### Written task
Could you quote the entries below word for word, from the very start through the line containing "[1043,91,1110,117]", with both of those lines included?

### Entries shown
===
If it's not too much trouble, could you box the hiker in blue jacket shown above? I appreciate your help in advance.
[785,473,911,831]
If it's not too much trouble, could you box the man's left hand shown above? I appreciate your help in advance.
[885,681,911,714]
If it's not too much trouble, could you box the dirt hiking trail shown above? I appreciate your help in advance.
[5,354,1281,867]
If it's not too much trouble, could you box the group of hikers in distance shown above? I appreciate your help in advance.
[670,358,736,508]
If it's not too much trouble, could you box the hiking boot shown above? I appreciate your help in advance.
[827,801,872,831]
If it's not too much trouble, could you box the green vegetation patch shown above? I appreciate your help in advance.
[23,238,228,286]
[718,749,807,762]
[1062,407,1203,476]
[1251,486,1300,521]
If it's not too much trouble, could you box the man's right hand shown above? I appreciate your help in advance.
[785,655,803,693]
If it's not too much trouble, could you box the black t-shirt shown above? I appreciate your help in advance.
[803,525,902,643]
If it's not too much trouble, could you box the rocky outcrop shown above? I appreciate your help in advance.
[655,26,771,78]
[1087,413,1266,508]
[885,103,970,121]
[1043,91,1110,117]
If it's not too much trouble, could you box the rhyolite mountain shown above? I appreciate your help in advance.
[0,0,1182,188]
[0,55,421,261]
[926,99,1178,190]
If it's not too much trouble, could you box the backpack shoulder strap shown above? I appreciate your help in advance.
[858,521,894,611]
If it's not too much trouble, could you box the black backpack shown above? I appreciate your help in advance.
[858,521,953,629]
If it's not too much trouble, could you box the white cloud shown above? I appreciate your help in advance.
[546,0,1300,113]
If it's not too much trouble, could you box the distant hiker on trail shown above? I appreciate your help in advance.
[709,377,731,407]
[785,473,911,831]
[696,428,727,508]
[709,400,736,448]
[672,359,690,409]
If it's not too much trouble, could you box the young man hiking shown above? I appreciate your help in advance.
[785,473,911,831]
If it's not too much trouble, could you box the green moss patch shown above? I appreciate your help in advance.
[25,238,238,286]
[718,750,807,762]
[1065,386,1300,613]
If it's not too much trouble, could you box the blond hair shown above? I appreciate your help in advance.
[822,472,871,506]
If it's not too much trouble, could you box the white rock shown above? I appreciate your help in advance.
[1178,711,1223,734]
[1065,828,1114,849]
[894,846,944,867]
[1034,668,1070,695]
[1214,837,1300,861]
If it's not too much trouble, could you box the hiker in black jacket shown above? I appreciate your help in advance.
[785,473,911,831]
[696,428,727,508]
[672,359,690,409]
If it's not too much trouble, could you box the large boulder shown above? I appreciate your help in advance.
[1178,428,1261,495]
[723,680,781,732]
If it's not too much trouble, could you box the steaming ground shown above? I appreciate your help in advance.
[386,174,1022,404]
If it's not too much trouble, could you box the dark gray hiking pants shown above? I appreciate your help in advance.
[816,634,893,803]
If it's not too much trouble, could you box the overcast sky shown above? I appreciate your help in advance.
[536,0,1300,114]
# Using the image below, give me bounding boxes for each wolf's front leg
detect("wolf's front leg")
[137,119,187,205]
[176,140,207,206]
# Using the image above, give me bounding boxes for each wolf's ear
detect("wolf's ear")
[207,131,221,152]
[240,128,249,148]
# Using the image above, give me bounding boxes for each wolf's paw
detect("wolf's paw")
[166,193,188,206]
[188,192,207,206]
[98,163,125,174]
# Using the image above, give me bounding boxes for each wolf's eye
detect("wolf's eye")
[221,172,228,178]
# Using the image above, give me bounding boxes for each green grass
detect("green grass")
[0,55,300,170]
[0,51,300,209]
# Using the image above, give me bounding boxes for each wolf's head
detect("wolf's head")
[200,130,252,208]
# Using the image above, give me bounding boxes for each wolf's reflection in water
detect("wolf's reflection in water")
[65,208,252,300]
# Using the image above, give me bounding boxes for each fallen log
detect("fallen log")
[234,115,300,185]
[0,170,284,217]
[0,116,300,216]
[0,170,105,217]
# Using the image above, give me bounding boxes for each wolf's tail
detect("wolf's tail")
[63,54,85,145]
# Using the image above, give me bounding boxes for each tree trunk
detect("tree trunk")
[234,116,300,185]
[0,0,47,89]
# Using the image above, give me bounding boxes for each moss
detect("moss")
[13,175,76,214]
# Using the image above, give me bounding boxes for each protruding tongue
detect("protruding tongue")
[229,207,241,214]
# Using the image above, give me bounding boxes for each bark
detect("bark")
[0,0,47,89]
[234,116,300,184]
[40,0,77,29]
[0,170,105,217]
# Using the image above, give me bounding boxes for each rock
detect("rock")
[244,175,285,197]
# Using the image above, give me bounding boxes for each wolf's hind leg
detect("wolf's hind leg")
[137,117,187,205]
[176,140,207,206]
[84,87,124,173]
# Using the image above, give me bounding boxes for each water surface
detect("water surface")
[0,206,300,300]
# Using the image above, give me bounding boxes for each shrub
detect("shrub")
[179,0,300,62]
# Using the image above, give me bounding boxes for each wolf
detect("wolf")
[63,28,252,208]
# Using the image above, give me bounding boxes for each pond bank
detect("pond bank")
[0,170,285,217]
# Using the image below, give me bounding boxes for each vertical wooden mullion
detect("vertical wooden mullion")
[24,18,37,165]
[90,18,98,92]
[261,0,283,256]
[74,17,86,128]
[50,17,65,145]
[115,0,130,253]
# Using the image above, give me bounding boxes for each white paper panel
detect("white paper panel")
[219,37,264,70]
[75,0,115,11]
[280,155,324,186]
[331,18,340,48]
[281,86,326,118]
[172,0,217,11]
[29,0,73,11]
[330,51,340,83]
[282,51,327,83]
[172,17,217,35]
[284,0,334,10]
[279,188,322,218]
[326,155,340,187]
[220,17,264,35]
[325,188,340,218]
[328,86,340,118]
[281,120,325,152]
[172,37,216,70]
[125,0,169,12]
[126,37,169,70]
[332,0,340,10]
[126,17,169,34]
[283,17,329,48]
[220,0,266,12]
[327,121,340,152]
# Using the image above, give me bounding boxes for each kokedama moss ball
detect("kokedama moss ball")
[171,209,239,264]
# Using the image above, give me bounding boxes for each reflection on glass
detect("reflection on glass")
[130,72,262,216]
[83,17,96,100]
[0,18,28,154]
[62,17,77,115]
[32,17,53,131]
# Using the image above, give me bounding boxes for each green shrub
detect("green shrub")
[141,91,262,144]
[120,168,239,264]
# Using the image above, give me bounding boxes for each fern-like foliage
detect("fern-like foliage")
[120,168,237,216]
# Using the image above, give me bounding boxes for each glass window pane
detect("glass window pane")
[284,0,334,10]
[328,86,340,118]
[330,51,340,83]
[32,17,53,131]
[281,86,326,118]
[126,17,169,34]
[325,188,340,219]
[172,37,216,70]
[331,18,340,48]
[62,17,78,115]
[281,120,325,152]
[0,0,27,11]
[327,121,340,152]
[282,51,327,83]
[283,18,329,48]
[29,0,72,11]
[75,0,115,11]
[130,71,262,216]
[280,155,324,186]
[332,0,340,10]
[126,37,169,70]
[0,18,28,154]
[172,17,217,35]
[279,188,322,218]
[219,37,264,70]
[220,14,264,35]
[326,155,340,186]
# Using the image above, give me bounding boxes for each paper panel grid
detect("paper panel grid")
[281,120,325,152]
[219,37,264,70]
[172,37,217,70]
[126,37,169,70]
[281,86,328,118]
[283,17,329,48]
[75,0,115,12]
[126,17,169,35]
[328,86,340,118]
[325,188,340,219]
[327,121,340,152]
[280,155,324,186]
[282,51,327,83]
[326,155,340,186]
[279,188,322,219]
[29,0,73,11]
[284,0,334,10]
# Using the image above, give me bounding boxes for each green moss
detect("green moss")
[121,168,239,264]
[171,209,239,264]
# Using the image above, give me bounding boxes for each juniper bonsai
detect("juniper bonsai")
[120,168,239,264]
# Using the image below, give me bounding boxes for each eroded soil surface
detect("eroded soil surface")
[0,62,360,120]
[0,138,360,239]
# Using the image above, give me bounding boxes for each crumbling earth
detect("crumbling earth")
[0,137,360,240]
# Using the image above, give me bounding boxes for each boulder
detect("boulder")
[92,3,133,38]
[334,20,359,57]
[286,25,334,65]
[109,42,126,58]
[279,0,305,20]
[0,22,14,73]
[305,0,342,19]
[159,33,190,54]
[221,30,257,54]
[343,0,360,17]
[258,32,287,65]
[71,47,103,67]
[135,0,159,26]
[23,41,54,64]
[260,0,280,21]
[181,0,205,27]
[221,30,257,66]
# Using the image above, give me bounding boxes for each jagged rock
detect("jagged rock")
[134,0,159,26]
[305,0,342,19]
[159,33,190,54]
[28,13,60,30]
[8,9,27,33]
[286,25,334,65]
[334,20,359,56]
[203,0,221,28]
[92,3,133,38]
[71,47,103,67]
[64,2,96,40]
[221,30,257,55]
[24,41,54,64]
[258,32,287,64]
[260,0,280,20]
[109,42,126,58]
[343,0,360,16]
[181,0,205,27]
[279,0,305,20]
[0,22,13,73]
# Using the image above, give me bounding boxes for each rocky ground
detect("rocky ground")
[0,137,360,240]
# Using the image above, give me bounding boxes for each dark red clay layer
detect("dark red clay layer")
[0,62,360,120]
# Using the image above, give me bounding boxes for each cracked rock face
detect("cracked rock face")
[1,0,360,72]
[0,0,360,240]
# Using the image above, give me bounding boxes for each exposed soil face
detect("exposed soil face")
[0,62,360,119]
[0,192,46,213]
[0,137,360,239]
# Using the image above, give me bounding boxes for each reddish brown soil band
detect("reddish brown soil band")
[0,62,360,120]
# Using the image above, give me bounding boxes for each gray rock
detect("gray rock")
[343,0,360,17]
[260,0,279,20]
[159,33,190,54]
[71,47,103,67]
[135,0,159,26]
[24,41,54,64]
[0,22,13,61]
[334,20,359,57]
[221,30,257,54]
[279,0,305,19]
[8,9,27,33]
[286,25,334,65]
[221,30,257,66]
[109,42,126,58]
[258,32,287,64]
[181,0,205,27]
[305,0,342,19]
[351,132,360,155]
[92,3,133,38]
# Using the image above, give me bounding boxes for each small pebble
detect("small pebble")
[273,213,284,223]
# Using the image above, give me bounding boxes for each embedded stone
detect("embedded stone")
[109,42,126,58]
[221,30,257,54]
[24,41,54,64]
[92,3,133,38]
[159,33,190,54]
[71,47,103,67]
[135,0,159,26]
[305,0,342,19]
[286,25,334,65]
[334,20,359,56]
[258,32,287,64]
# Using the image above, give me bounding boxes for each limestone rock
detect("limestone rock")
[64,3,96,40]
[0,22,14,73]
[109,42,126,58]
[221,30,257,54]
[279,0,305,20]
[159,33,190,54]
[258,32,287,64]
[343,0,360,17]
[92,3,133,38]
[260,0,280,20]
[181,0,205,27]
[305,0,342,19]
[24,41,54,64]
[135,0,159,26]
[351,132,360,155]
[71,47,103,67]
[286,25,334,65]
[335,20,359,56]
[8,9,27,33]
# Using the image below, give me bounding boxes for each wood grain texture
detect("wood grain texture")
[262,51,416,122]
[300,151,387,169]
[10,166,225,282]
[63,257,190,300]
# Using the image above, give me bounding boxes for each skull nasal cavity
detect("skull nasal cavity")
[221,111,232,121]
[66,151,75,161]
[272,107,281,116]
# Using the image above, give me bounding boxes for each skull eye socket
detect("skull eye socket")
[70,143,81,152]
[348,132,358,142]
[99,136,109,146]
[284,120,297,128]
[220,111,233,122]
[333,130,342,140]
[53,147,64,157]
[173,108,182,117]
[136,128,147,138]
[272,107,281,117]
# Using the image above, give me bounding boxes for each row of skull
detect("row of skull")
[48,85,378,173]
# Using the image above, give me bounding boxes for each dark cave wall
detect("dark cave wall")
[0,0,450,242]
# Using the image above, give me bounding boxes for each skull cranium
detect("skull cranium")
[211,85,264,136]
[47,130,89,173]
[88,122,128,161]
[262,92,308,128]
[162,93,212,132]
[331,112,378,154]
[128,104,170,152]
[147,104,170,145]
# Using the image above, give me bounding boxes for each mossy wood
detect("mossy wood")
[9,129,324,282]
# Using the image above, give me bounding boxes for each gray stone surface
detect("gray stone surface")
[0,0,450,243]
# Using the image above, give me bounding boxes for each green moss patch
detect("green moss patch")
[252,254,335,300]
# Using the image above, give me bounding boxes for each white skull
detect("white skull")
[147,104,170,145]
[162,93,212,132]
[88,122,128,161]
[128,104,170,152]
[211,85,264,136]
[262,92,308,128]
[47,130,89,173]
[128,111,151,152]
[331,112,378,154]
===
### Correct response
If it's not too much trouble, could you box the hiker in blue jacket shown above? I appreciate your help in advance.
[785,473,911,831]
If it's not too much trouble, could you box the man's left hand shown above? I appreciate your help in advance.
[885,681,911,714]
If it's not too much trouble, could you box the dirt hiking trail shown above? I appreciate your help in advance.
[5,354,1281,867]
If it's not too much trouble, could you box the group of hikers in distance shown above? I appreciate your help in advance.
[670,358,736,508]
If it's not too much trouble, could you box the hiking boot shown above? I appreciate your help in advance.
[827,801,872,831]
If it's not too much trouble, could you box the green vegetation patch shown above? I appreciate your help in advance.
[23,238,228,286]
[718,749,807,762]
[1062,407,1203,476]
[1251,486,1300,521]
If it's not too much trouble, could you box the man's right hand shown above? I appreciate your help in advance.
[785,655,803,693]
If it's not too much trouble, could you box the black t-shirt shown above? I appreciate your help in advance.
[803,525,902,643]
If it's not too much trouble, could you box the rocky outcrop shown above? I appreciate your help in advance.
[655,26,771,78]
[1087,413,1266,508]
[885,103,970,121]
[1043,91,1110,117]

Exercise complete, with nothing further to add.